(Dataset entries)
^^^^^^^^^^^^^^^^
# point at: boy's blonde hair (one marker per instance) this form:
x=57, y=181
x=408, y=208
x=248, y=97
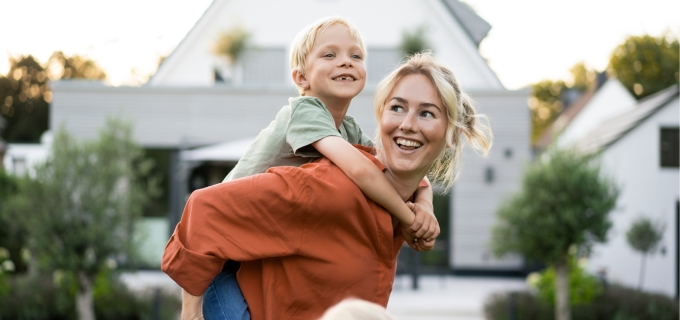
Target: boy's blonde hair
x=304, y=41
x=464, y=124
x=356, y=309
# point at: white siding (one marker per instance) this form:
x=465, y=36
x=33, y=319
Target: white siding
x=646, y=189
x=380, y=21
x=474, y=201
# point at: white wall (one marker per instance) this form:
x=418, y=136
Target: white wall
x=646, y=189
x=381, y=23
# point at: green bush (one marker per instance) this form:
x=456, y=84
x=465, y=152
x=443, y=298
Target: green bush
x=583, y=287
x=37, y=298
x=616, y=303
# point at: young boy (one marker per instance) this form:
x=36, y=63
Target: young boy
x=327, y=60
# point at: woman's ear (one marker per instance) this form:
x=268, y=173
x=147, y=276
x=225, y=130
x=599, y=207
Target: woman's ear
x=300, y=79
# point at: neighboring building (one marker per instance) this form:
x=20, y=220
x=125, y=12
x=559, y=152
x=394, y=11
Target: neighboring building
x=639, y=150
x=607, y=98
x=196, y=99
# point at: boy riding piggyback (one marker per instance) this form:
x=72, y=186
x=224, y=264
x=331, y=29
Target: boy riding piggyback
x=327, y=62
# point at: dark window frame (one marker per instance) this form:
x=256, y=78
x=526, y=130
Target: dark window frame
x=669, y=147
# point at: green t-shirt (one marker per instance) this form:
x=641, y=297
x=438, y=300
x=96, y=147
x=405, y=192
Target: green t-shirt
x=287, y=140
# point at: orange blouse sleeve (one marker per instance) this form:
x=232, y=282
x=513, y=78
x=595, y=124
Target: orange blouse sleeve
x=246, y=219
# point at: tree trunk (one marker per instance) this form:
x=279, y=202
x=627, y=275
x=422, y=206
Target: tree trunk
x=562, y=308
x=85, y=297
x=642, y=271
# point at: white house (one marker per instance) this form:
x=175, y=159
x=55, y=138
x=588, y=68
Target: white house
x=639, y=149
x=196, y=99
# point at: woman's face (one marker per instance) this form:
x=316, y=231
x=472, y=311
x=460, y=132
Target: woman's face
x=413, y=126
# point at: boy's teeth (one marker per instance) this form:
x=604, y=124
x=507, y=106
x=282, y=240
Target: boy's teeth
x=408, y=143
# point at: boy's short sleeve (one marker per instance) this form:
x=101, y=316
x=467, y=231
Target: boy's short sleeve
x=310, y=121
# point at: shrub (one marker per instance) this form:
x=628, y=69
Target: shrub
x=40, y=299
x=616, y=302
x=583, y=287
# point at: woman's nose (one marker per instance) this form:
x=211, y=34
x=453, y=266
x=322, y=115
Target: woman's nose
x=408, y=123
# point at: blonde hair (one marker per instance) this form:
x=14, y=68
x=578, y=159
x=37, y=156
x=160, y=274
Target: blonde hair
x=464, y=124
x=356, y=309
x=304, y=41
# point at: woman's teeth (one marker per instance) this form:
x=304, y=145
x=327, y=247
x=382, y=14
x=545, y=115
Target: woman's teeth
x=409, y=143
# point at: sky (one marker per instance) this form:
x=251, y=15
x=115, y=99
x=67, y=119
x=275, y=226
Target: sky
x=530, y=40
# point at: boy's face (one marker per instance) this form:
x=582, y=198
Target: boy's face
x=335, y=66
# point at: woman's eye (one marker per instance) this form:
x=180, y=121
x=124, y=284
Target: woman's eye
x=397, y=108
x=427, y=114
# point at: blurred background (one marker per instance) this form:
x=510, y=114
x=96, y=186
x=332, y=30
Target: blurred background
x=168, y=95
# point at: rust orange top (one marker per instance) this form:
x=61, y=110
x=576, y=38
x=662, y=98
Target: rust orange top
x=307, y=238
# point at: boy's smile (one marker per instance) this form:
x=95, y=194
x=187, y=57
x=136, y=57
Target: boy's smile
x=335, y=70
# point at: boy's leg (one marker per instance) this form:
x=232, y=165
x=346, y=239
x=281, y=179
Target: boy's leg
x=223, y=300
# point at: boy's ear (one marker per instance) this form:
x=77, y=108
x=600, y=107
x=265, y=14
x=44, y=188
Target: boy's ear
x=300, y=79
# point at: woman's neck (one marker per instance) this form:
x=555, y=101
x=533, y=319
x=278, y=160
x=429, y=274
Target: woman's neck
x=405, y=184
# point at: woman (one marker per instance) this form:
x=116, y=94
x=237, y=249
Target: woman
x=307, y=237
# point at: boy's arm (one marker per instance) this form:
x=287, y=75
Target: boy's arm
x=192, y=306
x=425, y=225
x=366, y=175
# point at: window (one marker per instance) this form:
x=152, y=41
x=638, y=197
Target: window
x=670, y=155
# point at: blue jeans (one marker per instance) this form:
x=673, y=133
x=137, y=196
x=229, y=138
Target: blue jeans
x=223, y=300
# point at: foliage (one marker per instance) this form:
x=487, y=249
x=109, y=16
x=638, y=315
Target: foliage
x=42, y=298
x=232, y=43
x=646, y=64
x=616, y=302
x=583, y=287
x=84, y=202
x=25, y=95
x=564, y=202
x=644, y=235
x=546, y=100
x=414, y=41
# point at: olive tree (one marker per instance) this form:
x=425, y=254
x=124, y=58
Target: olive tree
x=644, y=236
x=81, y=208
x=564, y=202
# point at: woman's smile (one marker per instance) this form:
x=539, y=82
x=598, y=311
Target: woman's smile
x=413, y=126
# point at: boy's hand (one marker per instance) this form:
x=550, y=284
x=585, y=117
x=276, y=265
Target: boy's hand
x=415, y=243
x=425, y=225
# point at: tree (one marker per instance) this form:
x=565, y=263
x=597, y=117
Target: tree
x=414, y=41
x=646, y=64
x=644, y=236
x=25, y=95
x=564, y=202
x=83, y=205
x=232, y=43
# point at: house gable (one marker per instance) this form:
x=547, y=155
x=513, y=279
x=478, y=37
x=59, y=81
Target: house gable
x=453, y=30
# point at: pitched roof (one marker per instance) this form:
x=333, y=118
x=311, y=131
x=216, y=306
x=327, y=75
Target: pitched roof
x=564, y=119
x=476, y=27
x=616, y=127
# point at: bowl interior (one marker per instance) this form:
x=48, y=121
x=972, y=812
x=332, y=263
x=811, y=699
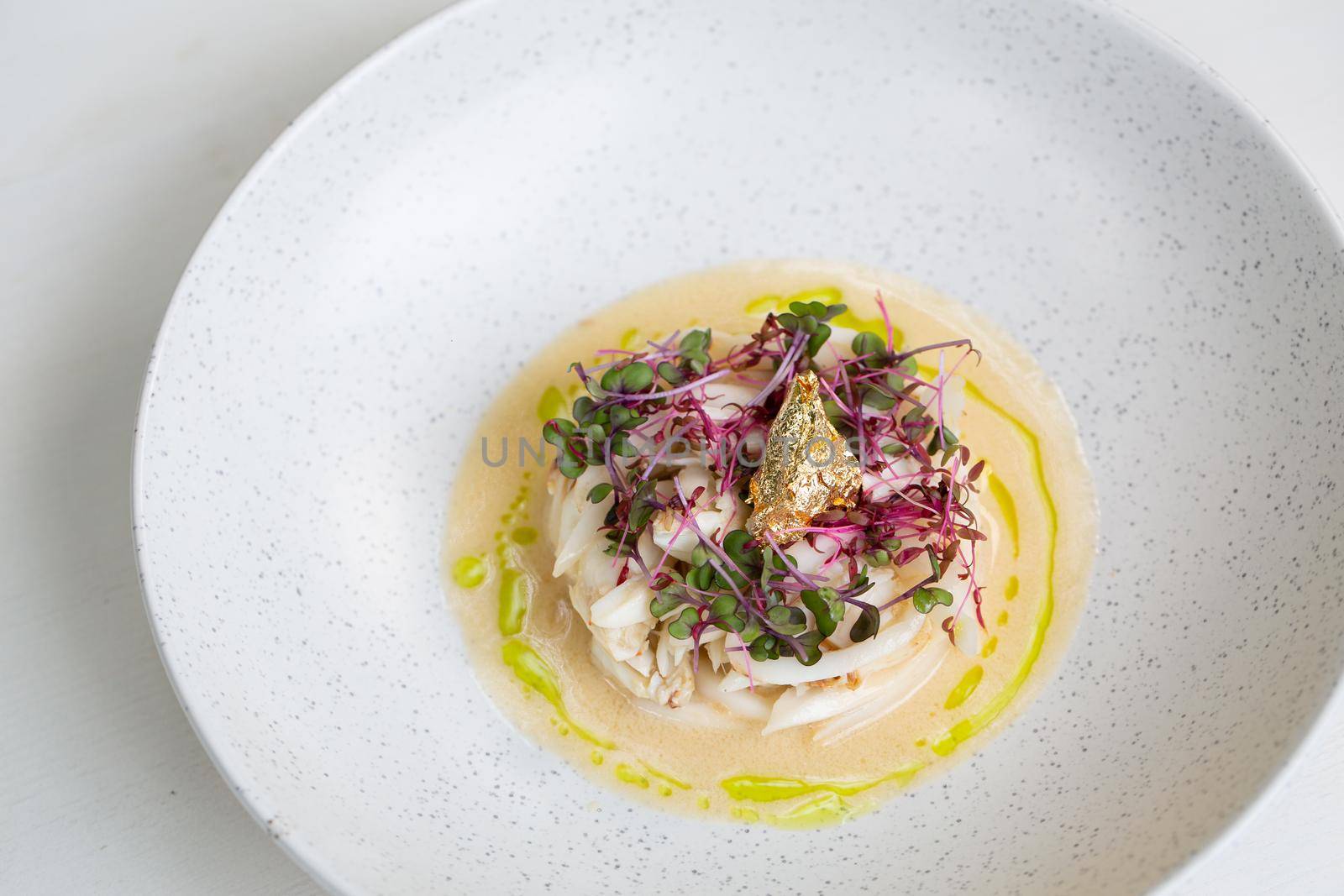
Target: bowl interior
x=508, y=167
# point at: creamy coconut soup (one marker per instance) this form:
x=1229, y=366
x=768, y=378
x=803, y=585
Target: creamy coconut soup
x=803, y=535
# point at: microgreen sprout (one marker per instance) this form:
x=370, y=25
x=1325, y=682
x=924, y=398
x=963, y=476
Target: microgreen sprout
x=913, y=510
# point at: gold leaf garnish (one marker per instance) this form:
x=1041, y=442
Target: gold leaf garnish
x=806, y=466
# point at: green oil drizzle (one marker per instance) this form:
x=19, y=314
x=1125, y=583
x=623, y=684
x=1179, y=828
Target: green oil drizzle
x=537, y=673
x=764, y=789
x=631, y=775
x=828, y=296
x=822, y=812
x=553, y=405
x=996, y=486
x=965, y=728
x=470, y=573
x=663, y=775
x=515, y=594
x=965, y=687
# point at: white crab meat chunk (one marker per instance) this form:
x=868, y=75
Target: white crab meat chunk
x=723, y=401
x=674, y=689
x=711, y=512
x=743, y=703
x=580, y=520
x=894, y=634
x=894, y=687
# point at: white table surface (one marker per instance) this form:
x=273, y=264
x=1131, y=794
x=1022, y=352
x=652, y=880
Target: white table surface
x=125, y=125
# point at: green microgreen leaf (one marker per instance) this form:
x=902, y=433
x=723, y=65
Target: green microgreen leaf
x=680, y=627
x=786, y=620
x=866, y=626
x=664, y=602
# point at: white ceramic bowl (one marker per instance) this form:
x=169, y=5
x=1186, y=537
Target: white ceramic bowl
x=510, y=165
^^^^^^^^^^^^^^^^
→ Given task: Find the line containing "# point at: white table" in the material above. Print it and every line after it through the end, exactly and only those.

→ Answer to this task:
# point at: white table surface (one marker per instance) this form:
x=273, y=264
x=1131, y=794
x=1022, y=352
x=652, y=880
Target: white table surface
x=125, y=125
# point at: green microgreen leaf (one marker per instance) this form:
x=902, y=433
x=723, y=65
Target: green microgreen leaf
x=680, y=627
x=786, y=620
x=866, y=626
x=664, y=602
# point at: white ceramic bowl (one marker per instance) this form:
x=169, y=5
x=1186, y=537
Target: white ceramic bowl
x=510, y=165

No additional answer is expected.